Avrasya İşadamları Derneği Genel Başkanı, Türkiye Patronlar Platformu Genel Başkanı ve İTO Değişim Platformu Sözcüsü Ömer Faruk Başaran, siyasetin dilinin ayrışıtırıcı değil birleştirici olması gerektiğini belirtti.
Başaran şunları ifade etti:
"Siyasetin Dili Ayrıştırıcı Değil Birleştirici Olmalıdır
Siyaset, devletin idari kademelerinde yer alan politikacıların ülkenin yönetimi, ekonomisi ve güvenliği kapsamında sürdürdüğü çalışmalardır. Siyaset, hem iktidarda kalmak hem de halka hizmet sunmaktır.
Siyasetin Dili Nasıl Olmalıdır?
Siyasetin dili, barış ve kardeşlik dili olmalıdır. Toplumun çıkarlarını ortak paydada buluşturmalı, toplumu ayrıştıran değil birleştiren bir yapıda olmalıdır. Asla diğerini yok sayma, aşağılama, adeta kan davası gütme ve ötekine hakaret etme aracı hiç değildir, olmamalıdır. Günümüzde, siyasetin dili kamplaşmayı öne çıkaran, toplumu ötekileştiren ve tabanda düşman taraflar türetmeye zemin hazırlayan tehlikeli bir alan haline geldi.

:: Veri Satırları ::

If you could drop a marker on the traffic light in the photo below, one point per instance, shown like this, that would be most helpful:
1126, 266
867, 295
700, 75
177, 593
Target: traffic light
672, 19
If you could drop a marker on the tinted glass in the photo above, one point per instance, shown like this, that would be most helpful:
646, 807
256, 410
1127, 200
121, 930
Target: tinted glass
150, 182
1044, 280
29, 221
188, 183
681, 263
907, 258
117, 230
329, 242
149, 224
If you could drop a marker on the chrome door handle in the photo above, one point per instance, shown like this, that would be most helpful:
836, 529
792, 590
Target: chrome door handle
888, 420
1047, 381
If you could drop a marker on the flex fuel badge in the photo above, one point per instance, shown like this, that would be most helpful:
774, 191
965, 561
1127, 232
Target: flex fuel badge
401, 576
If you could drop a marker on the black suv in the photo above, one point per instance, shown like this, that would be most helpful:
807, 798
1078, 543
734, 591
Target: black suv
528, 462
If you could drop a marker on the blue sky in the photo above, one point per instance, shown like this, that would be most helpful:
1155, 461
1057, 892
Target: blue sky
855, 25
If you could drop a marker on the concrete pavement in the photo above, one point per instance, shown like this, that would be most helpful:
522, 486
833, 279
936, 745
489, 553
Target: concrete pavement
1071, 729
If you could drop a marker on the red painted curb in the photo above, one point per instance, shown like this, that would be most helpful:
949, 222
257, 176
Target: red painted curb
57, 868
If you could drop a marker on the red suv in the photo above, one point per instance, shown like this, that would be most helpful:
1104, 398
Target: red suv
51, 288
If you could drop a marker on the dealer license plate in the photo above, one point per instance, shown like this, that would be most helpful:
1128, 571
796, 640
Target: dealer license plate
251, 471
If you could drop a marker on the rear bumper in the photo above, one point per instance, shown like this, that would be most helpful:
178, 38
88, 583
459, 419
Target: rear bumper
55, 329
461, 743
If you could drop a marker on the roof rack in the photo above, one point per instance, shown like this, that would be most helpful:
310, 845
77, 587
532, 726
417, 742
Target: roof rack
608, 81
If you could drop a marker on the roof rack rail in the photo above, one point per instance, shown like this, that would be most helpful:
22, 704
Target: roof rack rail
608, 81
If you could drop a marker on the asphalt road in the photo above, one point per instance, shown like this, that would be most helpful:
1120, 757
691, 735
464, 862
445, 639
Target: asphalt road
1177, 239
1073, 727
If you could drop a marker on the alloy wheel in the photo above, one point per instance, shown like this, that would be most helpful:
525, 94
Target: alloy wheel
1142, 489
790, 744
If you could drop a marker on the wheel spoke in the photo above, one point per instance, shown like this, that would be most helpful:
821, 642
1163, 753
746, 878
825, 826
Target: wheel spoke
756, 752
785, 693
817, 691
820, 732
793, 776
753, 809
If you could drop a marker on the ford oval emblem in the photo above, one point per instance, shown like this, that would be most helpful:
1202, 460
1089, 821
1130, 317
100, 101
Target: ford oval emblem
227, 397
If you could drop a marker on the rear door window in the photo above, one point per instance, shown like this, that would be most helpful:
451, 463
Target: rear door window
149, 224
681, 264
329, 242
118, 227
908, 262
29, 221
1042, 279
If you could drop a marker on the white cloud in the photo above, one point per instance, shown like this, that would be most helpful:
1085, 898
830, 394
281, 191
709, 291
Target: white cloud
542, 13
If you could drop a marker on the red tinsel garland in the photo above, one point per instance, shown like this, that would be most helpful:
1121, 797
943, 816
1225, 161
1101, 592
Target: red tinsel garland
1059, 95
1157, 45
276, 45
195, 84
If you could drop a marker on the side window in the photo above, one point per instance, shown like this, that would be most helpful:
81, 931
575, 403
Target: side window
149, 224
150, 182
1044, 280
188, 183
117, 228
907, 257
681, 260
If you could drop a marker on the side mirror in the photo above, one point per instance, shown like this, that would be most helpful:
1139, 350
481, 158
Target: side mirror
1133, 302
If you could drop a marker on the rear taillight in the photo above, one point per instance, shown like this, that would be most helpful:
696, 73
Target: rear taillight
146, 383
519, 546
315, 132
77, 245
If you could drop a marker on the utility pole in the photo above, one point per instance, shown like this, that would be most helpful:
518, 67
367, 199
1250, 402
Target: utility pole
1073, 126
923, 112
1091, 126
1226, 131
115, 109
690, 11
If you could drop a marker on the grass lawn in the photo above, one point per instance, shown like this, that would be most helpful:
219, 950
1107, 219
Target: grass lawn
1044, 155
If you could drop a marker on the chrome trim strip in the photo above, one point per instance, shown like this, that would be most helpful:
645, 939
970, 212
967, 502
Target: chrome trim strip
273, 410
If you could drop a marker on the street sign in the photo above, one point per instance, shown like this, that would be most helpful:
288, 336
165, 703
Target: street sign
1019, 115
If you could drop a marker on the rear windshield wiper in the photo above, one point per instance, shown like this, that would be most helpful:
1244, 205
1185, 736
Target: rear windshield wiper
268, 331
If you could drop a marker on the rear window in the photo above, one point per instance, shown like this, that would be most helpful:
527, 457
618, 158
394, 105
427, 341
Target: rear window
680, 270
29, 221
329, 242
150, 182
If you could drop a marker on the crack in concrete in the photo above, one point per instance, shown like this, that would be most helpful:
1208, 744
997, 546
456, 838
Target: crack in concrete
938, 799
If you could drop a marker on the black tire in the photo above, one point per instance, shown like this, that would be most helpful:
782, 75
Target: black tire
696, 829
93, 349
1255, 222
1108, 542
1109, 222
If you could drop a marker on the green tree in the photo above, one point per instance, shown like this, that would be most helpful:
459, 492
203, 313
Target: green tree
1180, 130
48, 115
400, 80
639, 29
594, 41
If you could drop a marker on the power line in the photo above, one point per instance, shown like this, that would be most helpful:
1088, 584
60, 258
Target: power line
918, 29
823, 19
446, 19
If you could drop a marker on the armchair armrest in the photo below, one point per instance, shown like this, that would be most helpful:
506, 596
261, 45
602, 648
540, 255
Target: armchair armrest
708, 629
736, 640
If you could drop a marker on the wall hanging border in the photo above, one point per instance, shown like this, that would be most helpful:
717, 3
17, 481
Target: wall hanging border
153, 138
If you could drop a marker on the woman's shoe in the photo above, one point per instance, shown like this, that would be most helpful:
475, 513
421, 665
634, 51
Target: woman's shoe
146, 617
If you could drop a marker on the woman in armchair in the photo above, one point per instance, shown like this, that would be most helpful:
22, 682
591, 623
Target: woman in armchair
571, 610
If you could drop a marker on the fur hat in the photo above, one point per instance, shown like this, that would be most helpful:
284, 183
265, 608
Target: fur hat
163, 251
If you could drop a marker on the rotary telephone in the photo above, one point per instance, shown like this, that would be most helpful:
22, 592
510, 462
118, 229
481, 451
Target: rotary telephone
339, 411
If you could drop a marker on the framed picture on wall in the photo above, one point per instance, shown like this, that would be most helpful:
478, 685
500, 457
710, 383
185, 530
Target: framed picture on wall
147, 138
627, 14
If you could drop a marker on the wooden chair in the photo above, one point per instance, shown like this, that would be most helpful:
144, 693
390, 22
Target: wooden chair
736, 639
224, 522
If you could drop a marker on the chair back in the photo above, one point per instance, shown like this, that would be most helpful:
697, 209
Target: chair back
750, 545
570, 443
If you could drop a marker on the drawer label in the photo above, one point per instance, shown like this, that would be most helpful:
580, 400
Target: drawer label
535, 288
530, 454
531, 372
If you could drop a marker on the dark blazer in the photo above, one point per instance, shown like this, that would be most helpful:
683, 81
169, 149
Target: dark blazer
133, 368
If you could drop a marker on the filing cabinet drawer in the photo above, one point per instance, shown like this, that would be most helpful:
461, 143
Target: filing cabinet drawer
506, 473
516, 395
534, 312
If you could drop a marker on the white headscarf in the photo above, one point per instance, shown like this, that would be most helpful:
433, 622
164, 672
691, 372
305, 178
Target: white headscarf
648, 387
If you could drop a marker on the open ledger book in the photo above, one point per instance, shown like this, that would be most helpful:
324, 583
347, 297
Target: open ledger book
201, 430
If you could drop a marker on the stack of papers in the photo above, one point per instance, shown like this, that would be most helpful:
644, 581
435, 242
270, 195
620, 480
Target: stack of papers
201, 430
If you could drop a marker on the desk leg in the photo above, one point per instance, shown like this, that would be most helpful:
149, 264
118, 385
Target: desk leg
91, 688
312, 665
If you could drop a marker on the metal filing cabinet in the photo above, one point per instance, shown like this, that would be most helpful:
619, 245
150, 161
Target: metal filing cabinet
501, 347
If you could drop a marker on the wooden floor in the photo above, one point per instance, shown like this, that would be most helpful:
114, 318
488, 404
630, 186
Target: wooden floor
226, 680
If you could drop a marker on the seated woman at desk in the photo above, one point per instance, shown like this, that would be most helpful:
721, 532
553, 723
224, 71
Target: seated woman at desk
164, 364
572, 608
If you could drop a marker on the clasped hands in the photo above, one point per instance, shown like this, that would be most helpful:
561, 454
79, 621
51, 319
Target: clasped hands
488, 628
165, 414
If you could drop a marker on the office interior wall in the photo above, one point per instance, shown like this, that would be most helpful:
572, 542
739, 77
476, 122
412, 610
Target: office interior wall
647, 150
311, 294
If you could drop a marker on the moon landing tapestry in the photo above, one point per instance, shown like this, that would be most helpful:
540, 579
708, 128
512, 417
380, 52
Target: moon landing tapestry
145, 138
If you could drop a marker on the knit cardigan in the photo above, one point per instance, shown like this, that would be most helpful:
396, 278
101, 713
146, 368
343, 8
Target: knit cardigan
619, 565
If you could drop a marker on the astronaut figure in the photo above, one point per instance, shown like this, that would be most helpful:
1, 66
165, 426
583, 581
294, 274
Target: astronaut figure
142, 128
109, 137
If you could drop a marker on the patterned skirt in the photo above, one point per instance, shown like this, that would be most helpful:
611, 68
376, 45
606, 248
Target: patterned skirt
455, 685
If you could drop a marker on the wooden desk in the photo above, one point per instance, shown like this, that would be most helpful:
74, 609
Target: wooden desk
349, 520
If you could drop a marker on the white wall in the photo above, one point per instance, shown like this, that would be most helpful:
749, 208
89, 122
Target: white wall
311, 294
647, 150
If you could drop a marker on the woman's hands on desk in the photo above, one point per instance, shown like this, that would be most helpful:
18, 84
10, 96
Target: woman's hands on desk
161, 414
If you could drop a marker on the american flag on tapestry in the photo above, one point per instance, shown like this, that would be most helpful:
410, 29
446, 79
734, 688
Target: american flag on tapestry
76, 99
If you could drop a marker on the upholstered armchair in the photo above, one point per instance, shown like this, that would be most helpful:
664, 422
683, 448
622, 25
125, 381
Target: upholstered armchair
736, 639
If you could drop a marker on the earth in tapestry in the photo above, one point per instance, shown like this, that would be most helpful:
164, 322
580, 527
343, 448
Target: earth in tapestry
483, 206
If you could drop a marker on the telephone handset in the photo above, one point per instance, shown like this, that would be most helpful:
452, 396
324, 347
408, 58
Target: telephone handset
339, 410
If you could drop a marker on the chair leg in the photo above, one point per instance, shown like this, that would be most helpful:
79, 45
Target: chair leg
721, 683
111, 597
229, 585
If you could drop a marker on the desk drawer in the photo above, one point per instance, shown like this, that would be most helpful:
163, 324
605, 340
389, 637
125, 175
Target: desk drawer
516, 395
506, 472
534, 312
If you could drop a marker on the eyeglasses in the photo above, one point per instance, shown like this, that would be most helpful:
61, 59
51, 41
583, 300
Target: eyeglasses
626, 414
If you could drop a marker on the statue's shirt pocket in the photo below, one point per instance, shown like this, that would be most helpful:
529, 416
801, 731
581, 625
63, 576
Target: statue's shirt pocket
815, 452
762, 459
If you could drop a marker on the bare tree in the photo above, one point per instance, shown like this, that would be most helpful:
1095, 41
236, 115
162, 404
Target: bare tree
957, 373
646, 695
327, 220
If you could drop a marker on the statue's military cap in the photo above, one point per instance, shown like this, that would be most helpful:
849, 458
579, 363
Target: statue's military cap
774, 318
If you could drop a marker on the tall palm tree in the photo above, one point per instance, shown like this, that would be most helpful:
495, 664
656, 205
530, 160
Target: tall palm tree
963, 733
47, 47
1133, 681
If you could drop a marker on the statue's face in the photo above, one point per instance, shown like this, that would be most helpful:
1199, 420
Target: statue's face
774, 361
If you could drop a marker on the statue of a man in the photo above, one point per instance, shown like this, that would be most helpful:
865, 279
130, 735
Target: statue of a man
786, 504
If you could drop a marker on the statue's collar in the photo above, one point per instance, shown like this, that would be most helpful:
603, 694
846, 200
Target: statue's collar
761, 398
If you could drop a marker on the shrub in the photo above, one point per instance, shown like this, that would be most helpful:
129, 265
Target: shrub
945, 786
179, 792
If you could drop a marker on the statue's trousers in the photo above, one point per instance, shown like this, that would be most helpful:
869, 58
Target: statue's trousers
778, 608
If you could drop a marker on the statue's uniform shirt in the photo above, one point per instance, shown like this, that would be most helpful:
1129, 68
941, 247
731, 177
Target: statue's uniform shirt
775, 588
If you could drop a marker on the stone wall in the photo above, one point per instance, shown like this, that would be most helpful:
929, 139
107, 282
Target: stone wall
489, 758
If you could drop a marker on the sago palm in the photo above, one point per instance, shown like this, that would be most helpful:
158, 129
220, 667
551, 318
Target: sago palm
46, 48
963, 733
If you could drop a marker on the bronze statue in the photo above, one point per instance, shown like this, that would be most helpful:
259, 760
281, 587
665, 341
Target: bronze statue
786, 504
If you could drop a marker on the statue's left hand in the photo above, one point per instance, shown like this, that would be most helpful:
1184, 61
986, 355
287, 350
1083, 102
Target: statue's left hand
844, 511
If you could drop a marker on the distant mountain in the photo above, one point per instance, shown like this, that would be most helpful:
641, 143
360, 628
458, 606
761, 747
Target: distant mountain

:: Görevler ::
[1] Siyasetin dili üzerine olan metni iki cümleyle özetleyiniz.
[2] Aşağıdaki ifadelerin siyasetin dili üzerine olan metne uyup uymadığını belirtiniz. Her biri için "Evet" ya da "Hayır" yazınız ve kararı veren ifadeyi metinden aynen aktarınız.
(a) Metne göre siyaset yalnızca iktidarda kalmaktan ibarettir.
(b) Metne göre siyasetin dili barış ve kardeşlik dili olmalıdır.
(c) Ömer Faruk Başaran, İTO Değişim Platformu Sözcüsüdür.
[3] Siyasetin dili üzerine olan metni son cümlesinden sonra sürdürünüz.

:: Beklenen Yanıtlar ::
[1] Ömer Faruk Başaran, siyasetin dilinin ayrıştırıcı değil birleştirici olmasını, toplumun çıkarlarını ortak paydada buluşturan bir barış ve kardeşlik dili olmasını savunuyor. Başaran, günümüzde bu dilin kamplaşmayı öne çıkaran, toplumu ötekileştiren tehlikeli bir alan haline geldiğini vurguluyor.

[2]
(a) Hayır: "Siyaset, hem iktidarda kalmak hem de halka hizmet sunmaktır."
(b) Evet: "Siyasetin dili, barış ve kardeşlik dili olmalıdır."
(c) Evet: "İTO Değişim Platformu Sözcüsü Ömer Faruk Başaran"

[3]
Geçtiğimiz günlerde yaşanan elim olay, maalesef siyaset dilinin her geçen gün daha da kötüye gittiğini bizlere göstermektedir. Küçücük bir çocuğun siyasete alet edilmesi ve kullandığı kelimeler çok üzücüdür. Bu ifadeler kullanıldığı anda orada bulunan siyasetçilerin yaşananlardan keyif almak yerine bir müdahalede bulunmalarını beklerdik. Türkiye’miz gibi farklı etnik grupların ve mezhepsel farkındalıkların var olduğu bir ülkede, gerçekleşen böyle eylemler, lüzumsuz tartışmalara ve ayrışma tohumlarının ekilmesine sebebiyet vermektedir.
Hepimizin aynı gemide yolcu olduğunu unutmayarak, kişisel çıkarları değil toplumun çıkarlarını gözeten bir siyasi dil kullanılması şüphesiz ki güzel ülkemizi daha aydınlık bir geleceğe kavuşturacaktır.."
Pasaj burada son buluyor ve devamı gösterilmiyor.